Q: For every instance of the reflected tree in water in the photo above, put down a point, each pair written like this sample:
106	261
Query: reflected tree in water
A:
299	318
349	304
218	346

TASK OBJECTIVE:
Take every line from the listing above that includes the word "reflected" and copy it.

RESULT BELOW:
Q: For every instance of the reflected tree in water in the photo above, put down a point, each pair written like this sample:
Query: reflected tree in water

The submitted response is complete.